## What to produce:
Below are entries. Reproduce exactly the lines between the line holding "Phrase: snow on bush" and the line holding "Phrase: arched window", inclusive, and only those.

## Dataset excerpts:
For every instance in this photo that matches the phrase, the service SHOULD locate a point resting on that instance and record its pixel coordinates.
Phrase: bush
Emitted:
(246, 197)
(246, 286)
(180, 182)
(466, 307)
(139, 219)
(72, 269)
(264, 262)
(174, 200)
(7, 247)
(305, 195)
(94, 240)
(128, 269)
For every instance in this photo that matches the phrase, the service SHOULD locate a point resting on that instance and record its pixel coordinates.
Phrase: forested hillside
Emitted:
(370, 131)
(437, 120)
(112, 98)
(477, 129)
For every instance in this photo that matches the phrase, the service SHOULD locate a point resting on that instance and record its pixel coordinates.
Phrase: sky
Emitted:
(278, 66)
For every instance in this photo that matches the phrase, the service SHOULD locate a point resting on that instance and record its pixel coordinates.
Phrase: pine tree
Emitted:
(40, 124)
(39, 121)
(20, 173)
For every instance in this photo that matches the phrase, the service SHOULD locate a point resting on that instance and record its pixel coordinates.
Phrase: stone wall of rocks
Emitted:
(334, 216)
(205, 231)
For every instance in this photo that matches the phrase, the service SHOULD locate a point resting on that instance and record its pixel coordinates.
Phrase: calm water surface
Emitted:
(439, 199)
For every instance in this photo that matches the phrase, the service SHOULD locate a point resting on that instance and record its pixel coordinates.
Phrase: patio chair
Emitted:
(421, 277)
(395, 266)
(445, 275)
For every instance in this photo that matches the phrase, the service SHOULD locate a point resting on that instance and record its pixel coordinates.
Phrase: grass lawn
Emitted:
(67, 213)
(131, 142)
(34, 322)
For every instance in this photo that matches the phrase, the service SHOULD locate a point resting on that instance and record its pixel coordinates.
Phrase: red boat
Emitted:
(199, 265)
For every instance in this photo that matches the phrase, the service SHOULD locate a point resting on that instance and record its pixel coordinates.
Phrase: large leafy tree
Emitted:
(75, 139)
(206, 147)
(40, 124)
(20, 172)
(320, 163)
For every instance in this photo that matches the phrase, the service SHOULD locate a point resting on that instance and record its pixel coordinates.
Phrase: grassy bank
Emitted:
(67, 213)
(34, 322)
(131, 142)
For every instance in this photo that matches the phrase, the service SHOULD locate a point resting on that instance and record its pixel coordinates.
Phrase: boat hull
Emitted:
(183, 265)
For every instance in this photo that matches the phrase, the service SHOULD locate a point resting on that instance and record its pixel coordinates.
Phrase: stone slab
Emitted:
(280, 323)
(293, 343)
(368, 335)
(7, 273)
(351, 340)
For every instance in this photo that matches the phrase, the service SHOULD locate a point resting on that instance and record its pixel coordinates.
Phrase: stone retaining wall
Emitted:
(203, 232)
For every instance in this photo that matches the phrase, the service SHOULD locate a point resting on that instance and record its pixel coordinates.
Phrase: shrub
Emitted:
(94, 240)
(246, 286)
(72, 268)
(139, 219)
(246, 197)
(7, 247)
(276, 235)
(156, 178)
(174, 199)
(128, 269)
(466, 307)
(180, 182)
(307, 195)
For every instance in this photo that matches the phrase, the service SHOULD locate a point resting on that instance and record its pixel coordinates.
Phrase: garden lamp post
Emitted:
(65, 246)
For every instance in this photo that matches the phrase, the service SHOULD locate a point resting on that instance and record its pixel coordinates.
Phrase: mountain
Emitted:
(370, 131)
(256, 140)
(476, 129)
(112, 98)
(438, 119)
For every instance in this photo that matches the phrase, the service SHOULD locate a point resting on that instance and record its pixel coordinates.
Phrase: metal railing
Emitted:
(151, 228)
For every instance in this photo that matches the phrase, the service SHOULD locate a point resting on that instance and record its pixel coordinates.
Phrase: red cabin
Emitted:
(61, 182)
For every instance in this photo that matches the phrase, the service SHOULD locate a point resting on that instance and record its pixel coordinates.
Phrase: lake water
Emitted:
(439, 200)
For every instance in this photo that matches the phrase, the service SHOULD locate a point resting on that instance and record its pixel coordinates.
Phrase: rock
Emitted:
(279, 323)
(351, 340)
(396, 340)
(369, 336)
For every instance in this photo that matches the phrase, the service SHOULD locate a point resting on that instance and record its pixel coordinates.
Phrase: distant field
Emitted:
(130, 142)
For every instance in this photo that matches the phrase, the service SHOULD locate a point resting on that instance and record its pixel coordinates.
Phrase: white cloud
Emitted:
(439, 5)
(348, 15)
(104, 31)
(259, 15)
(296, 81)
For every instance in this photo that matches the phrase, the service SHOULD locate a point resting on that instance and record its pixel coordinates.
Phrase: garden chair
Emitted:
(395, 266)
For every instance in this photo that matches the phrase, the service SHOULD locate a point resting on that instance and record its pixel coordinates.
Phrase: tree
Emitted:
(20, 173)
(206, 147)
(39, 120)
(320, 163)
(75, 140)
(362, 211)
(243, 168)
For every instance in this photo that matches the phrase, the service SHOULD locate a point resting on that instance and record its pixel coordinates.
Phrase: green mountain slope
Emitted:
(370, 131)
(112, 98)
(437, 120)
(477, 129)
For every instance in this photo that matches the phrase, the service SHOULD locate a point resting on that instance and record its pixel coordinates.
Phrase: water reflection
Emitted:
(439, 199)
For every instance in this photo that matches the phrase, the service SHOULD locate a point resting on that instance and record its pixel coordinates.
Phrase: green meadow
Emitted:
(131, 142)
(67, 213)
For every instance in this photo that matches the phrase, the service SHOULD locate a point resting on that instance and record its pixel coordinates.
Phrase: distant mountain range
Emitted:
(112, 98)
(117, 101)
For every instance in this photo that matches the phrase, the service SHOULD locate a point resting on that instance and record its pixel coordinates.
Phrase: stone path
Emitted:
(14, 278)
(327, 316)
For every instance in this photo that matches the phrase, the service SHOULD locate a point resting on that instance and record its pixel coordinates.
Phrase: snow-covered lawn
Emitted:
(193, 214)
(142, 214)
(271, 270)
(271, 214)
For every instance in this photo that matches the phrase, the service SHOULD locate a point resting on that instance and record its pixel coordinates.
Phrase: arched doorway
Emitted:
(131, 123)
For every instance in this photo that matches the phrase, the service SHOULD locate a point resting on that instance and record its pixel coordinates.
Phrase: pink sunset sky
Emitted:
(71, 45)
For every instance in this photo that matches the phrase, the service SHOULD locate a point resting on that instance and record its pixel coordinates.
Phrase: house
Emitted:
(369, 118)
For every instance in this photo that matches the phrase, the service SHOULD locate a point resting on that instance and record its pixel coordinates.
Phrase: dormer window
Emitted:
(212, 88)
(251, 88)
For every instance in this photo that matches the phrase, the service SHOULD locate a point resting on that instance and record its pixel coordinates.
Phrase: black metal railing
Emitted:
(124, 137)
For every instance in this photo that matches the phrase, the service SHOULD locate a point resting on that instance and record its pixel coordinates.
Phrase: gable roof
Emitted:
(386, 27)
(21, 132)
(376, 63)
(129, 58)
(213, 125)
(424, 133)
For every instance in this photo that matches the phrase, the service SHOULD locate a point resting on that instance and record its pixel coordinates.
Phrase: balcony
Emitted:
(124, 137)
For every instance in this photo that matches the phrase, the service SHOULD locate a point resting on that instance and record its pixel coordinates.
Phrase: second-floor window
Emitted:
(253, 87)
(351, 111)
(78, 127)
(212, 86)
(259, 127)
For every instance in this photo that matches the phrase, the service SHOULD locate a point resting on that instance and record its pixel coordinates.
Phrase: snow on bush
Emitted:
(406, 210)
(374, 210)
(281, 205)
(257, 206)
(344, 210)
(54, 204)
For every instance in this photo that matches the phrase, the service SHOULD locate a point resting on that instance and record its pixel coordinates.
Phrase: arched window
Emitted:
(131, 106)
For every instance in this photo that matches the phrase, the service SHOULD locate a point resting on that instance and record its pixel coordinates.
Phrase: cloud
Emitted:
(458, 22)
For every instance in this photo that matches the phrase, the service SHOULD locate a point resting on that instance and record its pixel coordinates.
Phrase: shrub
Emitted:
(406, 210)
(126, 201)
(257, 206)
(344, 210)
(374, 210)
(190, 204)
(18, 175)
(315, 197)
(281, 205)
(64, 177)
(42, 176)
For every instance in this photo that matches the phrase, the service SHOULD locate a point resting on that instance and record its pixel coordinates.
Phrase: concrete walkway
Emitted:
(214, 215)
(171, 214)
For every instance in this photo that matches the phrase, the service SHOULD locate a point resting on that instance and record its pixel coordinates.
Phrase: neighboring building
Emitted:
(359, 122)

## Completed exercise:
Phrase: snow on bush
Emitted:
(406, 210)
(374, 210)
(281, 205)
(257, 206)
(344, 210)
(54, 204)
For every instance in this photo that matches the phrase, the service SHOULD locate a point resting on that instance and record its pixel coordinates.
Phrase: arched window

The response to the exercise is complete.